ÉNONCÉ DE L'EXERCICE: Transcrivez fidèlement le passage du jugement compris entre « JUGEMENT ET MOTIFS » et « PRI est raisonnable. », ces deux segments inclus.

TEXTE DE LA PAGE:
# # # #

Dossier : IMM-1193-18

Référence : 2019 CF 195

[TRADUCTION FRANÇAISE CERTIFIÉE, NON RÉVISÉE]

Ottawa (Ontario), le 15 février 2019

En présence de madame la juge McDonald

ENTRE :

DIPAK BHANDARI et PUSHPA BHANDARI

 

demandeurs

et

LE MINISTRE DE LA CITOYENNETÉ ET DE L’IMMIGRATION

défendeur

JUGEMENT ET MOTIFS

[1]  Les demandeurs sollicitent le contrôle judiciaire de la décision par laquelle la Section de protection des réfugiés (SPR) a conclu qu’ils disposent d’une possibilité de refuge intérieur viable (« PRI ») dans leur pays d’origine, le Népal. Selon la SPR, le demandeur n’était ni un réfugié au sens de la Convention ni une personne à protéger aux termes des articles 96 et 97 de la Loi sur l’immigration et la protection des réfugiés, LC 2001, c 27. Pour les motifs qui suivent, la présente demande de contrôle judiciaire est rejetée, car la conclusion de la SPR selon laquelle il existe une PRI est raisonnable.

Contexte

[2]  Le demandeur est un citoyen du Népal. En 2006, il est devenu membre du Parti démocratique national (appelé le RPP), un parti promonarchiste au Népal. Il est allé travailler en Inde en novembre 2006, puis il est venu au Canada muni d’un visa de travail. Il est retourné au Népal en janvier 2010. Il déclare qu’il a assisté à deux rassemblements promonarchistes dans le district de Rupandehi, et qu’un groupe de maoïstes a attaqué les manifestants lors du deuxième rassemblement.

# # # #

INFORMATIONS ENREGISTRÉES:
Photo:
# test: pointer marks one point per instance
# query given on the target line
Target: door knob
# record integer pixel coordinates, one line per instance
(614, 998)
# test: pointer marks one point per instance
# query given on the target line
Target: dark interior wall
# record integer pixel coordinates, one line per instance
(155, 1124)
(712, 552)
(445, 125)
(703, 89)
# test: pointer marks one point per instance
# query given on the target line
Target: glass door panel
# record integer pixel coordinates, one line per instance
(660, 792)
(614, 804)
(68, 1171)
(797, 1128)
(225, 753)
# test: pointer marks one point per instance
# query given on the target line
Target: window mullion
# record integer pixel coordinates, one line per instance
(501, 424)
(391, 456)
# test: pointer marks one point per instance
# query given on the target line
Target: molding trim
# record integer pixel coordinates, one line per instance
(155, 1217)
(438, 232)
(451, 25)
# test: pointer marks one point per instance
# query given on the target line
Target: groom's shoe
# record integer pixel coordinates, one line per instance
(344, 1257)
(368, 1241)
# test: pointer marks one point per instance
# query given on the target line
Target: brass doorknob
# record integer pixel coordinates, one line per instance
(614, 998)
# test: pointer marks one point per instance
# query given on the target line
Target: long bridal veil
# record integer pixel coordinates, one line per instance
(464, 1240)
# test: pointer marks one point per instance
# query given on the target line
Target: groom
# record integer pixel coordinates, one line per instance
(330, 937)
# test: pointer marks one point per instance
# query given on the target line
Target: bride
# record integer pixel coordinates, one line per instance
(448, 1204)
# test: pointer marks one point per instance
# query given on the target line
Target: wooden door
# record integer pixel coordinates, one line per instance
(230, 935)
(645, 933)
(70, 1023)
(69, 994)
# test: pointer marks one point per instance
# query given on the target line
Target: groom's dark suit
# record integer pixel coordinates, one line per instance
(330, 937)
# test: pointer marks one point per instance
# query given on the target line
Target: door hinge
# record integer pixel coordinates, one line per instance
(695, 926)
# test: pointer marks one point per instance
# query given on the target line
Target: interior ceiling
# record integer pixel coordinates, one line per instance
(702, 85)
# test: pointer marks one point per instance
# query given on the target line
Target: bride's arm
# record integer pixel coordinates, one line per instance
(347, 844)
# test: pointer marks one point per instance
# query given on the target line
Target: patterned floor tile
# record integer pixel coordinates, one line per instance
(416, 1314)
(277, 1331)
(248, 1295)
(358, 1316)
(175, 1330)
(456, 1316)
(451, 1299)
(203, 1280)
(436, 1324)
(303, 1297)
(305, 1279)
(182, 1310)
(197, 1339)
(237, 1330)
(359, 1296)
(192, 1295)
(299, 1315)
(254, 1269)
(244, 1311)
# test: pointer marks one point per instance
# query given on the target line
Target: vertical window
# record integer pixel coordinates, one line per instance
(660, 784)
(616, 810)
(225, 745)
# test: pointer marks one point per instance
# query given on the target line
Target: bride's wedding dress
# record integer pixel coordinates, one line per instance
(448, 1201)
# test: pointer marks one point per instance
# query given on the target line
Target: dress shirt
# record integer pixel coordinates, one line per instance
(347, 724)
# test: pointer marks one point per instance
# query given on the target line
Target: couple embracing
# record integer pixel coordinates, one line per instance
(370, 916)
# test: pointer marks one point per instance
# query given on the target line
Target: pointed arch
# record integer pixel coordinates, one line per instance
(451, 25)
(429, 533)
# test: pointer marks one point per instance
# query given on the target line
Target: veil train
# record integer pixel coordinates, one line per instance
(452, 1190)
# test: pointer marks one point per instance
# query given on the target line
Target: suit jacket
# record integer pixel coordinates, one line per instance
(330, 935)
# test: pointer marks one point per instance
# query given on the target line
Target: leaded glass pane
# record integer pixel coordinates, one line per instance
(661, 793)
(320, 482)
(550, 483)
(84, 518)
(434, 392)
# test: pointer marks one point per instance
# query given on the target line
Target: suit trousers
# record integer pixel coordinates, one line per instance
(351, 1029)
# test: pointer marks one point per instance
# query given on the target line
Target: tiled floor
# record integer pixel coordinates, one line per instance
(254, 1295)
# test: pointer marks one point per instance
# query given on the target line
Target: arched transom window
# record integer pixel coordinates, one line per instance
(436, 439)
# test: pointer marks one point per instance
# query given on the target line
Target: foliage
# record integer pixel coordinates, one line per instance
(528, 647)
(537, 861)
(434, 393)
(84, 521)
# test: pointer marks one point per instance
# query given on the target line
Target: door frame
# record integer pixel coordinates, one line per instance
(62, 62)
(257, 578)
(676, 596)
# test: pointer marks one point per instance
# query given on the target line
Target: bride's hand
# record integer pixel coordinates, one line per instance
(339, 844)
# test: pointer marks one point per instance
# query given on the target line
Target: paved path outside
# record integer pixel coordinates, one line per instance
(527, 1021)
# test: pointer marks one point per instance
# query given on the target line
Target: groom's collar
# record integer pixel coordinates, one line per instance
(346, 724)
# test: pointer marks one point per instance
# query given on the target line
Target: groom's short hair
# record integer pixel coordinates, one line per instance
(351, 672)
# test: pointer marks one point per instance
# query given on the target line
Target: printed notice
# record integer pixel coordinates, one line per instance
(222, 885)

# # # #

RÉPONSE CI-DESSOUS:
JUGEMENT ET MOTIFS

[1]  Les demandeurs sollicitent le contrôle judiciaire de la décision par laquelle la Section de protection des réfugiés (SPR) a conclu qu’ils disposent d’une possibilité de refuge intérieur viable (« PRI ») dans leur pays d’origine, le Népal. Selon la SPR, le demandeur n’était ni un réfugié au sens de la Convention ni une personne à protéger aux termes des articles 96 et 97 de la Loi sur l’immigration et la protection des réfugiés, LC 2001, c 27. Pour les motifs qui suivent, la présente demande de contrôle judiciaire est rejetée, car la conclusion de la SPR selon laquelle il existe une PRI est raisonnable.